• **Task prompt**
Return the data. Every word must match.

[Study material]

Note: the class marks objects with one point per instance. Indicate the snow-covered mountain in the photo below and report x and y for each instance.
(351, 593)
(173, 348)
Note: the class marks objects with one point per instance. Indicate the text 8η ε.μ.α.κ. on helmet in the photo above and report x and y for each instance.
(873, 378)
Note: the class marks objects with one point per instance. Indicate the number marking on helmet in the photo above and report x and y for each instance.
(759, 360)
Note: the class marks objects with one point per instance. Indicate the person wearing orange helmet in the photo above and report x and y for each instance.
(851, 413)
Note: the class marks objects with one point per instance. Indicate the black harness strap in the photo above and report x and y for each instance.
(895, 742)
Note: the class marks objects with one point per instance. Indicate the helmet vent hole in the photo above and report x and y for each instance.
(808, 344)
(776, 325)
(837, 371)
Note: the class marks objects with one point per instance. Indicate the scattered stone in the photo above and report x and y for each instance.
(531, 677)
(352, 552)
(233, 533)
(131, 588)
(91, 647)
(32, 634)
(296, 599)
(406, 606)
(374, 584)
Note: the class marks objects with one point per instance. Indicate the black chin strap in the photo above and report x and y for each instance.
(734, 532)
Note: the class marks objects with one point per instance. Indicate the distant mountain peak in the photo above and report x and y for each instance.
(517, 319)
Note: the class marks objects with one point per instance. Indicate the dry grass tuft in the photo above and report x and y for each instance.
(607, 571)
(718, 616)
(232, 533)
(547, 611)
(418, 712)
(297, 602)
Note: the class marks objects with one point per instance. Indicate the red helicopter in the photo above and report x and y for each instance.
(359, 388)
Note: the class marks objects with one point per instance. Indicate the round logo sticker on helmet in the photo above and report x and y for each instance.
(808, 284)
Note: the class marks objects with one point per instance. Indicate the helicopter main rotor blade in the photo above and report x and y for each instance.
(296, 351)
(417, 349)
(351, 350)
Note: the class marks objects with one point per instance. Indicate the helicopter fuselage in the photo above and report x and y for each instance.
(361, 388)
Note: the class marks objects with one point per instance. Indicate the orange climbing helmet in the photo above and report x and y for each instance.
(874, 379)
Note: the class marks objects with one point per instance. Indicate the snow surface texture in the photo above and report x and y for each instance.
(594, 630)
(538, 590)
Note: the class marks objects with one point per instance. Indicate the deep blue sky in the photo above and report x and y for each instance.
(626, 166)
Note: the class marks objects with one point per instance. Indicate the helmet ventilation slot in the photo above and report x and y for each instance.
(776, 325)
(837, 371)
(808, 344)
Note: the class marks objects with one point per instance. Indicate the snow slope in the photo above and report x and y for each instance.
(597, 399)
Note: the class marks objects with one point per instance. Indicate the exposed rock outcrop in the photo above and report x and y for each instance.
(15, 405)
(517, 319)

[/Study material]

• **Exercise result**
Note: the class marks objects with one point per instance. Indicate the snow-covered mountain in the photo below and report x and y for each instance.
(351, 593)
(173, 348)
Note: the class marks objects with one point per instance. Indicate the text 8η ε.μ.α.κ. on helmet in the photo above and report x and y for each instance.
(873, 378)
Note: the class marks objects with one point per instance. Indicate the number marking on helmet in the photo above and report x and y for each instance.
(759, 360)
Note: the class marks objects with one point per instance. Indicate the person wearing orange helmet in the photo above and report x and y for each instance.
(851, 413)
Note: the class marks objects with one point per instance. Indicate the black harness strap in the photo above and report x and y for each instance.
(895, 742)
Note: the class marks objects with one point per instance. Indicate the helmet vent hole in the photo above and report x and y for each instance.
(808, 344)
(776, 325)
(837, 371)
Note: the class marks objects with one point per instance. Indicate the scattered stone in the photo above and report x and y for each instance.
(531, 677)
(352, 552)
(233, 533)
(131, 588)
(91, 647)
(32, 634)
(296, 599)
(406, 606)
(374, 584)
Note: the class marks objects with one point per instance. Indicate the black chin strap in the photo above and report x and y for each instance.
(734, 532)
Note: the class marks objects with one point per instance. Indicate the distant mountain peak in the photo above and report x and y for each instance.
(517, 319)
Note: the class marks objects with one point per instance. Indicate the dry grass tuft in the photo above and report x and y for each instance.
(607, 571)
(718, 616)
(232, 533)
(547, 611)
(418, 712)
(297, 602)
Note: the class marks objects with one point per instance. Indicate the red helicopter in the photo above and report x and y for each instance.
(359, 388)
Note: the class marks objects with one point per instance. Indicate the round logo sticker on helmet in the photo above and report x and y for each instance.
(808, 284)
Note: the class marks objects with one point per instance. Indicate the helicopter main rotor blade in the photo above and report x and y for each instance.
(296, 351)
(417, 349)
(351, 350)
Note: the class marks objects with one point per instance. Indicate the helicopter fuselage in the photo above and report x and y for each instance.
(361, 388)
Note: the class marks objects with one point per instance. Indicate the orange climbing helmet in the photo above and report x and y for each instance.
(874, 379)
Note: the class marks objects with one point per instance. Indicate the snow surface texture in the photo above and report x and y for each instance.
(594, 630)
(538, 590)
Note: the class marks objects with one point per instance. Indicate the deep blue sky in the photo above and report x and y for each instance.
(626, 166)
Note: the class marks objects with one point per instance. Indicate the helmet ventilation slot in the photo above and report x and y for each instance.
(776, 325)
(837, 371)
(808, 344)
Note: the class marks objects with one point per instance. Indicate the snow slope in the photo above and report x and y for each instance.
(597, 399)
Note: the class marks objects with one point per instance. Indicate the exposed rock outcrop in the photo above and report x and y for each instance.
(15, 405)
(517, 319)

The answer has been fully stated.